Directions: Take the line containing "Teacher note: please indicate the american" through the last line of the data and retype those lines exactly. Pictures do not belong in the copy.

Items:
....................

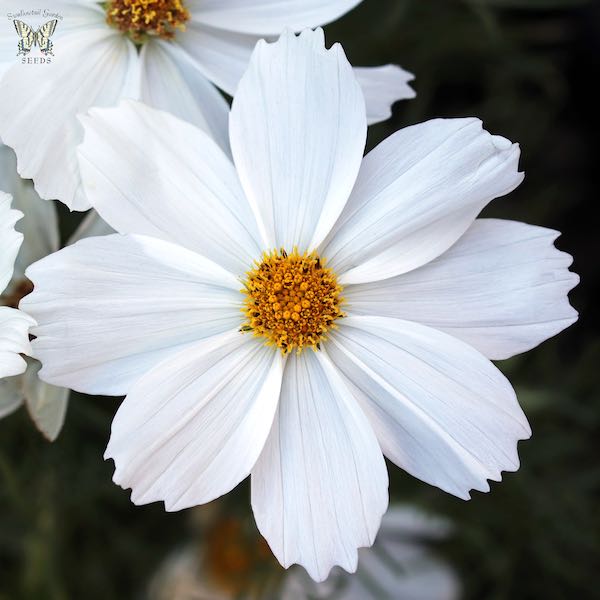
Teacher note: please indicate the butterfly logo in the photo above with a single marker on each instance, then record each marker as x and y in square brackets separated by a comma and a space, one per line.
[30, 38]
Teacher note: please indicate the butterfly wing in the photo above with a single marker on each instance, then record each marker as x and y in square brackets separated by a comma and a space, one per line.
[43, 35]
[27, 35]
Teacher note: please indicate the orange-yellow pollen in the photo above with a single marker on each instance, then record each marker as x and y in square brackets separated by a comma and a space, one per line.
[292, 300]
[143, 18]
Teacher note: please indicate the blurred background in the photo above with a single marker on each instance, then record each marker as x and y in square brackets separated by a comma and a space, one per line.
[530, 70]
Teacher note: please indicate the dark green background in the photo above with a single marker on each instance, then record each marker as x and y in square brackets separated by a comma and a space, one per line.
[529, 69]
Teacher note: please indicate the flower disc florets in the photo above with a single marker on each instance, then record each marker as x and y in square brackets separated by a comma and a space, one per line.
[142, 18]
[292, 300]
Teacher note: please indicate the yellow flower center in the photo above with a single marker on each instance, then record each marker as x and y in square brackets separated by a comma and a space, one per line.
[143, 18]
[15, 293]
[292, 300]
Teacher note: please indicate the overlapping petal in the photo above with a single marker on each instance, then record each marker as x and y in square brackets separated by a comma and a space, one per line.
[382, 87]
[440, 409]
[298, 130]
[94, 68]
[14, 341]
[10, 239]
[186, 189]
[416, 194]
[223, 56]
[39, 224]
[319, 488]
[502, 288]
[171, 82]
[112, 307]
[264, 17]
[192, 428]
[46, 404]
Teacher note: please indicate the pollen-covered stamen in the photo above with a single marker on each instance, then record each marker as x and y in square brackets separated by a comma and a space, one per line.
[142, 18]
[292, 300]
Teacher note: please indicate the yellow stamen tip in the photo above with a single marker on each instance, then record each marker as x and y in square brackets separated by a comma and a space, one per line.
[292, 300]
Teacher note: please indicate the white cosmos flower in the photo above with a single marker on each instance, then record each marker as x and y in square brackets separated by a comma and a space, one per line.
[186, 48]
[14, 324]
[38, 226]
[431, 294]
[399, 566]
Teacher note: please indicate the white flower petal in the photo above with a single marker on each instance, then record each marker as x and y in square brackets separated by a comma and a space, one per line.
[221, 55]
[264, 17]
[298, 130]
[502, 288]
[171, 181]
[39, 105]
[39, 224]
[319, 488]
[14, 340]
[92, 225]
[10, 239]
[440, 409]
[171, 82]
[112, 307]
[46, 404]
[11, 396]
[416, 194]
[192, 428]
[382, 87]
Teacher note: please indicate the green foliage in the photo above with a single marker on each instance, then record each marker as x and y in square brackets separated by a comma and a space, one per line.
[523, 66]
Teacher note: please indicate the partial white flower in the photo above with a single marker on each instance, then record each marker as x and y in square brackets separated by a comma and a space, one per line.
[169, 54]
[400, 565]
[14, 324]
[156, 313]
[47, 404]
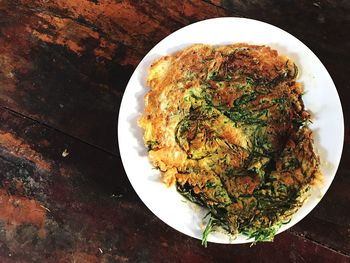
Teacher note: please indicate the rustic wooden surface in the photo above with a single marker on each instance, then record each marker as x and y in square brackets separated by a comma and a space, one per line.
[64, 65]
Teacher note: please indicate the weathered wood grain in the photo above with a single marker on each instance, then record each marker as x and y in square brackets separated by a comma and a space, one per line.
[81, 208]
[66, 63]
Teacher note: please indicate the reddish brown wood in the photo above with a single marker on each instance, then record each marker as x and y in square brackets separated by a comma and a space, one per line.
[82, 208]
[64, 64]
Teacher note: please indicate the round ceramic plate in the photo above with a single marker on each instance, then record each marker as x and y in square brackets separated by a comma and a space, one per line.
[320, 98]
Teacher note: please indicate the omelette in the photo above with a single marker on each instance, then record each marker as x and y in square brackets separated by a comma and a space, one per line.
[228, 127]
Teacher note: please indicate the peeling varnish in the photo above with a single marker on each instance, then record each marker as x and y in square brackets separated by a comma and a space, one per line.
[20, 149]
[70, 34]
[16, 210]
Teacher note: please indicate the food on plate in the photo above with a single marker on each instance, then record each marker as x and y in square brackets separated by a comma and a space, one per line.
[227, 126]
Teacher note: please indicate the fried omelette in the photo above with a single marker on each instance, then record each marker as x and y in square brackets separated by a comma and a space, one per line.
[227, 125]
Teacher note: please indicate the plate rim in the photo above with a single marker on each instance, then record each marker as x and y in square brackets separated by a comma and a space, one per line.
[213, 20]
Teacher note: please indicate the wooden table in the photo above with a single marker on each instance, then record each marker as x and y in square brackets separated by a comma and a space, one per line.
[64, 196]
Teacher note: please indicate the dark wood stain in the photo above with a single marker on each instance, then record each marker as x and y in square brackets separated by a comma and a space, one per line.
[64, 66]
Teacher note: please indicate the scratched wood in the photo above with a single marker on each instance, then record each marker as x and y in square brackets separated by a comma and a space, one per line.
[81, 208]
[65, 64]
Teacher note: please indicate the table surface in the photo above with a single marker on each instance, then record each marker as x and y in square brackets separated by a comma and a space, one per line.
[64, 65]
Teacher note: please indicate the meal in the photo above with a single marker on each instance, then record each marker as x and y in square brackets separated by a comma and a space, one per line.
[227, 126]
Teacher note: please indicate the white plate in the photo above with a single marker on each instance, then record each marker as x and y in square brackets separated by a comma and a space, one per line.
[321, 99]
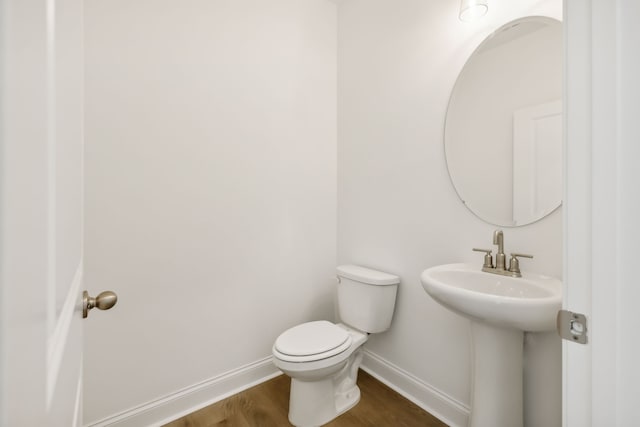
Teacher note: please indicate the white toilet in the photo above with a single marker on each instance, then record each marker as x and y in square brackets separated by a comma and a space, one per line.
[322, 358]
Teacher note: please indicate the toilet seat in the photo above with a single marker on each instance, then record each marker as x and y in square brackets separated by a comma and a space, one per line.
[312, 341]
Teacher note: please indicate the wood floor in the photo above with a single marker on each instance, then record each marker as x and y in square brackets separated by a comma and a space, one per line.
[267, 405]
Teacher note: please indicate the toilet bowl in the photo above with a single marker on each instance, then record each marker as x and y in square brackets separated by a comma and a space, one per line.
[323, 358]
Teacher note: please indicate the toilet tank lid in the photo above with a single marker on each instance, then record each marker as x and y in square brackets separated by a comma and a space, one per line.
[367, 275]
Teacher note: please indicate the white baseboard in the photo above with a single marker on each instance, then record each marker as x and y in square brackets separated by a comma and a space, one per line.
[192, 398]
[440, 405]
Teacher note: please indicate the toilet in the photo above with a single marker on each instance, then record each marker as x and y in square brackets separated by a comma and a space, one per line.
[323, 358]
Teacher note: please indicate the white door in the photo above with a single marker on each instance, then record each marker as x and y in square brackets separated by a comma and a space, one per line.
[602, 211]
[41, 212]
[537, 161]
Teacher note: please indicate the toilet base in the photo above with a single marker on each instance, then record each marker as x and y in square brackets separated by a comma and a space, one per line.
[314, 403]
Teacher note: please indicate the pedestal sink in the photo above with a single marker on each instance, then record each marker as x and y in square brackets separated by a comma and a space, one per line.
[501, 309]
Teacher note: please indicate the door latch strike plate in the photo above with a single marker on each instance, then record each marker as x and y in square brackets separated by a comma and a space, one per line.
[572, 326]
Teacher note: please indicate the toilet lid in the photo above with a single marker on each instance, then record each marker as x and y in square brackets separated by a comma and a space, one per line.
[312, 338]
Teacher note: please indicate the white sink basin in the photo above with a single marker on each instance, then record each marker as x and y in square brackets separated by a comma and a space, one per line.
[527, 303]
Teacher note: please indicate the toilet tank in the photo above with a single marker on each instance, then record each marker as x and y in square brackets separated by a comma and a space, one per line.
[366, 298]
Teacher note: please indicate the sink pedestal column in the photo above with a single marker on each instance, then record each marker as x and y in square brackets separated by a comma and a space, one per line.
[496, 390]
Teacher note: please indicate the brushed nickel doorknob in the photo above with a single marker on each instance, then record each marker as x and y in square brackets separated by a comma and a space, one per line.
[104, 301]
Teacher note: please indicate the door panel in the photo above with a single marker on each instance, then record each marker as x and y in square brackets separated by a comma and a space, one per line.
[41, 212]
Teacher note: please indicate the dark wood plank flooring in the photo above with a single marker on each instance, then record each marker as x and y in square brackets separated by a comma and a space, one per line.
[267, 405]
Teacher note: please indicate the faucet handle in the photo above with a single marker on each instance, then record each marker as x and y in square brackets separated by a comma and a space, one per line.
[488, 259]
[514, 263]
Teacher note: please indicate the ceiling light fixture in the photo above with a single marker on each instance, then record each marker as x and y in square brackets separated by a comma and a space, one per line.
[470, 10]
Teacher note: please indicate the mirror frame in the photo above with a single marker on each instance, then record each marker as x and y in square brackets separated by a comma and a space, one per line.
[447, 116]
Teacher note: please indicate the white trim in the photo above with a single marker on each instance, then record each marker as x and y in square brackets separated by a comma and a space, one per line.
[189, 399]
[77, 410]
[58, 339]
[429, 398]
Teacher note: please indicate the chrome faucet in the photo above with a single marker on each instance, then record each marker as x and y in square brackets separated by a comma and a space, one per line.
[498, 239]
[514, 263]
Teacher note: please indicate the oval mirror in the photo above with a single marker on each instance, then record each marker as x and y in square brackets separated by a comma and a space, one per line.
[503, 130]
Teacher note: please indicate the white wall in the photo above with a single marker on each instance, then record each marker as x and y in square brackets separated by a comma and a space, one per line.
[210, 187]
[397, 210]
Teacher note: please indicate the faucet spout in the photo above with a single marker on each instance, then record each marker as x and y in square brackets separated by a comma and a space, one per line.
[498, 239]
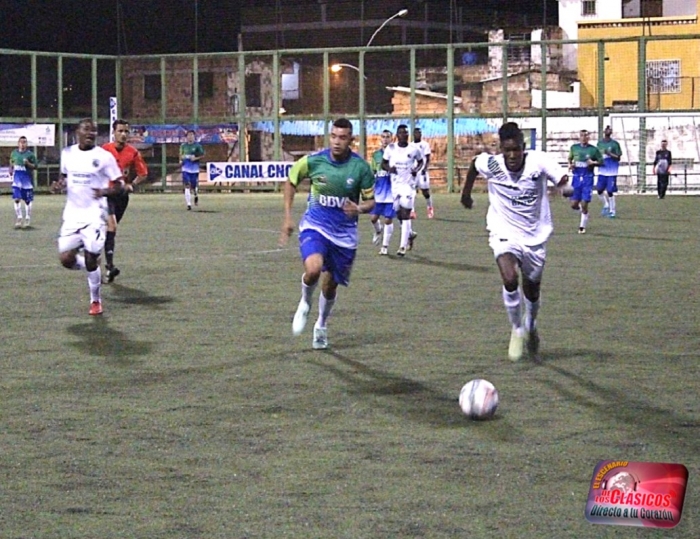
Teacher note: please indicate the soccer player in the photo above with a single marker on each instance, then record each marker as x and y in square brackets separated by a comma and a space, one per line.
[519, 224]
[328, 232]
[403, 160]
[583, 157]
[128, 158]
[607, 172]
[662, 168]
[89, 174]
[22, 162]
[191, 154]
[384, 202]
[423, 177]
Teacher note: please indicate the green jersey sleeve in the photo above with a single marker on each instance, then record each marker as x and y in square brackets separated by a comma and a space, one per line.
[299, 171]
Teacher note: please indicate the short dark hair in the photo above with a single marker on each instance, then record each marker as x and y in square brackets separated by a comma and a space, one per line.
[343, 123]
[117, 122]
[510, 131]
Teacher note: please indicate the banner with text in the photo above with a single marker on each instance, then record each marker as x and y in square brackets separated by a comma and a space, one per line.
[37, 134]
[262, 171]
[177, 134]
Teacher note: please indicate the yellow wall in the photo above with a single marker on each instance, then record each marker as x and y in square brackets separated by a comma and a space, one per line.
[622, 64]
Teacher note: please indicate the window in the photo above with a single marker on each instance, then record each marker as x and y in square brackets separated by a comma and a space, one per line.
[151, 87]
[664, 76]
[588, 7]
[253, 95]
[206, 84]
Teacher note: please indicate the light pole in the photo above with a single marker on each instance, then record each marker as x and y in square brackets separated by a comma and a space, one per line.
[401, 13]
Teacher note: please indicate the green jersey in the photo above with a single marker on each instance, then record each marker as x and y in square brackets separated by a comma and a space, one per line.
[579, 156]
[187, 152]
[21, 175]
[610, 165]
[332, 184]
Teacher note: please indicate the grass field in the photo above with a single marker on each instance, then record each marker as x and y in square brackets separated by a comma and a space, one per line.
[189, 411]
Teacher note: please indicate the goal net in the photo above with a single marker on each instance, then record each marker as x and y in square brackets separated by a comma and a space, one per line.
[640, 136]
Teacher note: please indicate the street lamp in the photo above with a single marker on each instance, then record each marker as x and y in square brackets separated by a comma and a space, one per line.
[401, 13]
[336, 68]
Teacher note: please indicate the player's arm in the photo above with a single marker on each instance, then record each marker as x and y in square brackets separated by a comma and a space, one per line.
[298, 172]
[472, 173]
[351, 208]
[141, 170]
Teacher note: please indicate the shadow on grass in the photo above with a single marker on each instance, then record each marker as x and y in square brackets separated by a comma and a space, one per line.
[622, 236]
[411, 399]
[98, 339]
[456, 266]
[134, 296]
[626, 406]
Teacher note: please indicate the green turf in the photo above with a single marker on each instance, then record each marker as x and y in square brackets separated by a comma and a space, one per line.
[189, 411]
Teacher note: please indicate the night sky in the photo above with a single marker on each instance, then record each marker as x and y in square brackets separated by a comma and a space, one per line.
[152, 26]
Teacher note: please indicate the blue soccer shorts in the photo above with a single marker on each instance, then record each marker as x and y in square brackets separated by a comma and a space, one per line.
[336, 260]
[607, 183]
[583, 187]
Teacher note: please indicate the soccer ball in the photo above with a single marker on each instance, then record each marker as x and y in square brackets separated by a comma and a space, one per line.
[478, 399]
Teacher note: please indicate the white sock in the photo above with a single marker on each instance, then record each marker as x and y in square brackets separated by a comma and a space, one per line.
[531, 310]
[307, 290]
[79, 262]
[388, 231]
[325, 306]
[405, 232]
[512, 302]
[94, 281]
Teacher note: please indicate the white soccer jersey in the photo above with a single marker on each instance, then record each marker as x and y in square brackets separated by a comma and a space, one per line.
[518, 203]
[404, 159]
[86, 170]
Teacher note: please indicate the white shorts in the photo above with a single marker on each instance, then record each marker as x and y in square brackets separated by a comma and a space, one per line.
[90, 237]
[423, 181]
[404, 195]
[531, 257]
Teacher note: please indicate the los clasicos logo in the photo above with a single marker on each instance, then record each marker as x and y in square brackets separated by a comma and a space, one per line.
[649, 494]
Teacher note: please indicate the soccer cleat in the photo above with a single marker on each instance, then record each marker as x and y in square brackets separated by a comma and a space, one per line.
[95, 308]
[320, 338]
[112, 273]
[515, 349]
[299, 322]
[411, 238]
[533, 344]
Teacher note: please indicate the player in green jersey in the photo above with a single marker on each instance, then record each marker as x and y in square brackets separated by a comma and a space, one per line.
[328, 231]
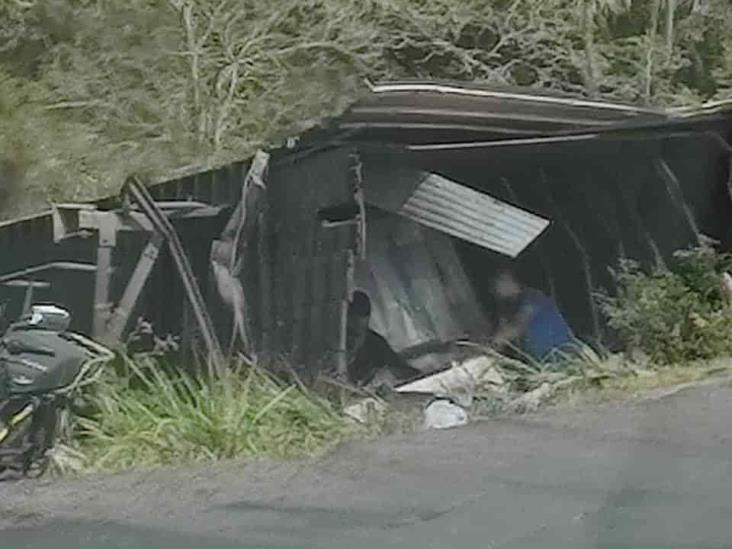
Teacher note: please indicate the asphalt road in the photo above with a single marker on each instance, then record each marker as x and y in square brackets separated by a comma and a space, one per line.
[651, 475]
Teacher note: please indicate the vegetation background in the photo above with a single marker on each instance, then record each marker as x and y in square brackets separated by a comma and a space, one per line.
[92, 89]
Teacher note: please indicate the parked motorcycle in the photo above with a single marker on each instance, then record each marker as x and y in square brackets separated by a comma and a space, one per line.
[42, 365]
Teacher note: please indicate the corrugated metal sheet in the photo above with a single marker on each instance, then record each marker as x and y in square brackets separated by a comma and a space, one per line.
[419, 290]
[452, 208]
[472, 216]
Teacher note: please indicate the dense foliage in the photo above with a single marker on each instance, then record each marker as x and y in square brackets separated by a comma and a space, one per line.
[93, 89]
[145, 415]
[677, 314]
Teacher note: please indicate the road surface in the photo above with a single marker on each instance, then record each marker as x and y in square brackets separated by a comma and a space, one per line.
[652, 474]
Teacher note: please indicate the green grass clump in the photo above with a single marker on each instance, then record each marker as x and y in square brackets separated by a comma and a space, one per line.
[154, 418]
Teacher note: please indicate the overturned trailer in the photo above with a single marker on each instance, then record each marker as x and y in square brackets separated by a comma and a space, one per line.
[415, 195]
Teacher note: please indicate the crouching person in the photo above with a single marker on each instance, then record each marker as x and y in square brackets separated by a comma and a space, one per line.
[370, 357]
[530, 321]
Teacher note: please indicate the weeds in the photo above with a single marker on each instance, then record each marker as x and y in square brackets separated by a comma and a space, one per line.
[674, 315]
[153, 418]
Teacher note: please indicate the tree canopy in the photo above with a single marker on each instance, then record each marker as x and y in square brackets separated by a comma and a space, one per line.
[91, 90]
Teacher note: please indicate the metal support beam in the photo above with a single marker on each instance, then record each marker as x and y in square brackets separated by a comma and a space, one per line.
[107, 239]
[161, 223]
[121, 315]
[30, 273]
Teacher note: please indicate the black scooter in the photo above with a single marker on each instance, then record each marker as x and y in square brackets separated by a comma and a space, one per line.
[42, 364]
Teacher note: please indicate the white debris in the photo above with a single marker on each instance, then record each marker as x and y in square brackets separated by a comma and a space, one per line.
[366, 410]
[443, 414]
[531, 401]
[461, 381]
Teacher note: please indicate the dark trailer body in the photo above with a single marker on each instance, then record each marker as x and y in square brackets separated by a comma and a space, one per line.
[396, 196]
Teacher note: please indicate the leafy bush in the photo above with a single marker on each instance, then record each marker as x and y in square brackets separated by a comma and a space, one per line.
[677, 314]
[153, 417]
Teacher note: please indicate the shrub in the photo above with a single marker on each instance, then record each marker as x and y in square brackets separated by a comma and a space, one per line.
[154, 417]
[677, 314]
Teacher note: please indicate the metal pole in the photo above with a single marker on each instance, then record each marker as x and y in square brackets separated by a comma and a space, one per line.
[107, 239]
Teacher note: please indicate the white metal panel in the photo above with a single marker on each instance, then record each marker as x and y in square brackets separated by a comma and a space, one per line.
[476, 217]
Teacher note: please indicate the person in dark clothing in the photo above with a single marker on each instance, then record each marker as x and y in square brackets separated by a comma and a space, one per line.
[368, 352]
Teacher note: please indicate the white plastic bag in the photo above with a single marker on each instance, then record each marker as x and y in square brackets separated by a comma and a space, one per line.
[443, 414]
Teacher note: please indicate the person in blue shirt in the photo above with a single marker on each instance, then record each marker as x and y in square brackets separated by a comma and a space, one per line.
[529, 320]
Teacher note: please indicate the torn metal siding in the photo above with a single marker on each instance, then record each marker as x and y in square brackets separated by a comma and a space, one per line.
[472, 216]
[447, 206]
[299, 286]
[419, 290]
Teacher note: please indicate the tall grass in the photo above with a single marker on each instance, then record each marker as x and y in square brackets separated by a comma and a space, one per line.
[152, 417]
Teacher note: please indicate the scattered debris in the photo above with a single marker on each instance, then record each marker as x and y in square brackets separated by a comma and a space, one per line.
[444, 414]
[367, 410]
[531, 401]
[462, 381]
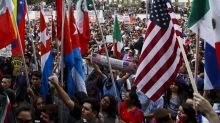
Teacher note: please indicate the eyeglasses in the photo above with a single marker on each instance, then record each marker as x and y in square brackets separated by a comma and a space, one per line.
[20, 120]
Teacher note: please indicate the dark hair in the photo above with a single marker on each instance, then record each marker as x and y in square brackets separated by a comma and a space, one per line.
[134, 98]
[190, 112]
[23, 107]
[36, 73]
[7, 77]
[94, 103]
[79, 97]
[181, 94]
[35, 101]
[161, 115]
[112, 109]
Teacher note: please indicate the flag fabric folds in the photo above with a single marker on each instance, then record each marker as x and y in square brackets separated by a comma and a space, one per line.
[118, 45]
[79, 74]
[82, 22]
[69, 59]
[21, 12]
[206, 18]
[5, 109]
[7, 34]
[59, 18]
[46, 56]
[212, 71]
[160, 56]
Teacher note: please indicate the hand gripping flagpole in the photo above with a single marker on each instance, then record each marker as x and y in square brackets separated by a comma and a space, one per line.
[62, 40]
[187, 65]
[197, 55]
[32, 41]
[106, 50]
[21, 49]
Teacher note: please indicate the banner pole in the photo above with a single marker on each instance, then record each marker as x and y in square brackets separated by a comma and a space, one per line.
[21, 50]
[32, 41]
[106, 50]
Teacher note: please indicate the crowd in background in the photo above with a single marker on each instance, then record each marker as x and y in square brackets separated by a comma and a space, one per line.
[100, 104]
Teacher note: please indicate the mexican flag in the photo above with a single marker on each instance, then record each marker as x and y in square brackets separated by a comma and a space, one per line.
[82, 22]
[205, 16]
[118, 45]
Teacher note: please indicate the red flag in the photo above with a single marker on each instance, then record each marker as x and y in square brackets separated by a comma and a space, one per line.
[59, 18]
[21, 27]
[160, 57]
[83, 25]
[7, 32]
[54, 32]
[67, 43]
[73, 30]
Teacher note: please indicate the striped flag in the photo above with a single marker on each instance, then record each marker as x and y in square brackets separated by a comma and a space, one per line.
[21, 12]
[160, 56]
[46, 56]
[205, 16]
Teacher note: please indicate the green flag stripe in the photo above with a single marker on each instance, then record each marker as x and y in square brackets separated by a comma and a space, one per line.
[116, 32]
[199, 9]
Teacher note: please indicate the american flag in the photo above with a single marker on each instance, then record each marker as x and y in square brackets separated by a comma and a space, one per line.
[160, 56]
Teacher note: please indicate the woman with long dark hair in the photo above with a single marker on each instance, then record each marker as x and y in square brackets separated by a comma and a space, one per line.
[108, 112]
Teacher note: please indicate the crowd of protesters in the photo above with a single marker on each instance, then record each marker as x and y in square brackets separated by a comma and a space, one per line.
[101, 104]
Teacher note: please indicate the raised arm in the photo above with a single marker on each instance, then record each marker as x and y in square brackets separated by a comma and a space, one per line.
[205, 107]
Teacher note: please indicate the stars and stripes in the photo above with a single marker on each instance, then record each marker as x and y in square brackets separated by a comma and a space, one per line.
[160, 56]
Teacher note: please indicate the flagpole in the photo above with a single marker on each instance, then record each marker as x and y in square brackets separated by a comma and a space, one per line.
[32, 41]
[197, 54]
[106, 50]
[147, 2]
[21, 49]
[187, 65]
[62, 40]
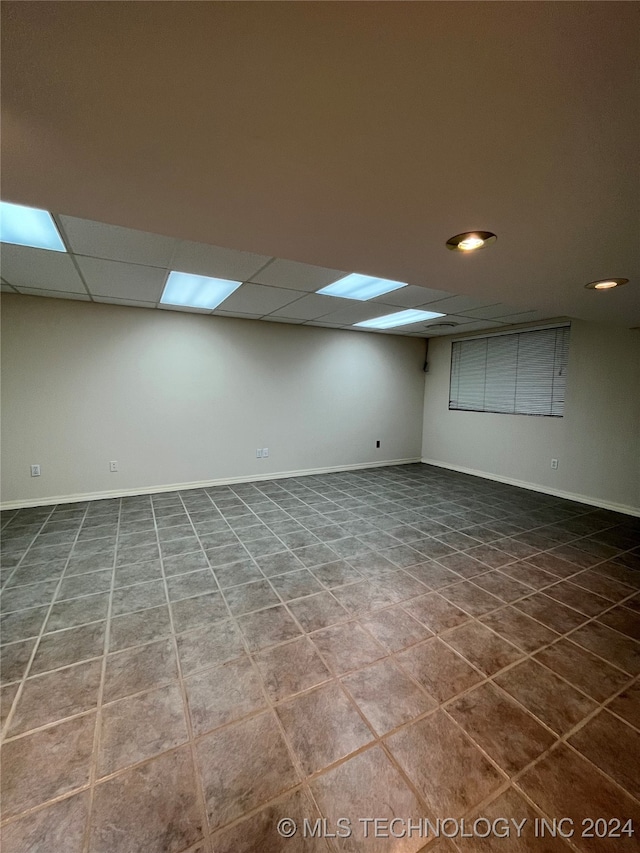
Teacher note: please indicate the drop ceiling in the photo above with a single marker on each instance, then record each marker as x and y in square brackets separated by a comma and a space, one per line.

....................

Problem solution:
Teacher note: please indicate the american flag in the photo above with a single marker on each instance, then record each marker as x and y in square brackets separated by a comma and a space, one per line.
[160, 56]
Teacher note: please indicate the woman with long dark hair in the photo above with a single marker on each instance, then record each marker as x and y in square brackets separated by a comma and a space, one per line.
[108, 112]
Teacher note: please indicate the crowd of protesters in the photo above with a single marker on each instance, then record each marker as x and y in square brackets separated by a comma and a space, one per line.
[101, 104]
Teacher note: please indicate the raised arm in the photo above with a single marker on each instance, then record each marker as x and y in square brackets separated by a comma and a space, one per line.
[205, 107]
Teacher note: please indicate the stars and stripes in the photo above with a single marker on each instance, then record each marker as x and y in square brackets separated by a comma and a space, one per line.
[160, 56]
Teacher note: please indicate the flagpole in the photo above with a single marker on each instance, then record each marker as x and y in square brackets separated by a comma and a space, one per line.
[32, 41]
[197, 54]
[106, 50]
[147, 2]
[21, 49]
[187, 65]
[62, 40]
Teacher note: please indicate the drop ceiling in the photo above with a single marker on each instance, then record each marker as x and y in square brackets separated by a comma and a space, one per line.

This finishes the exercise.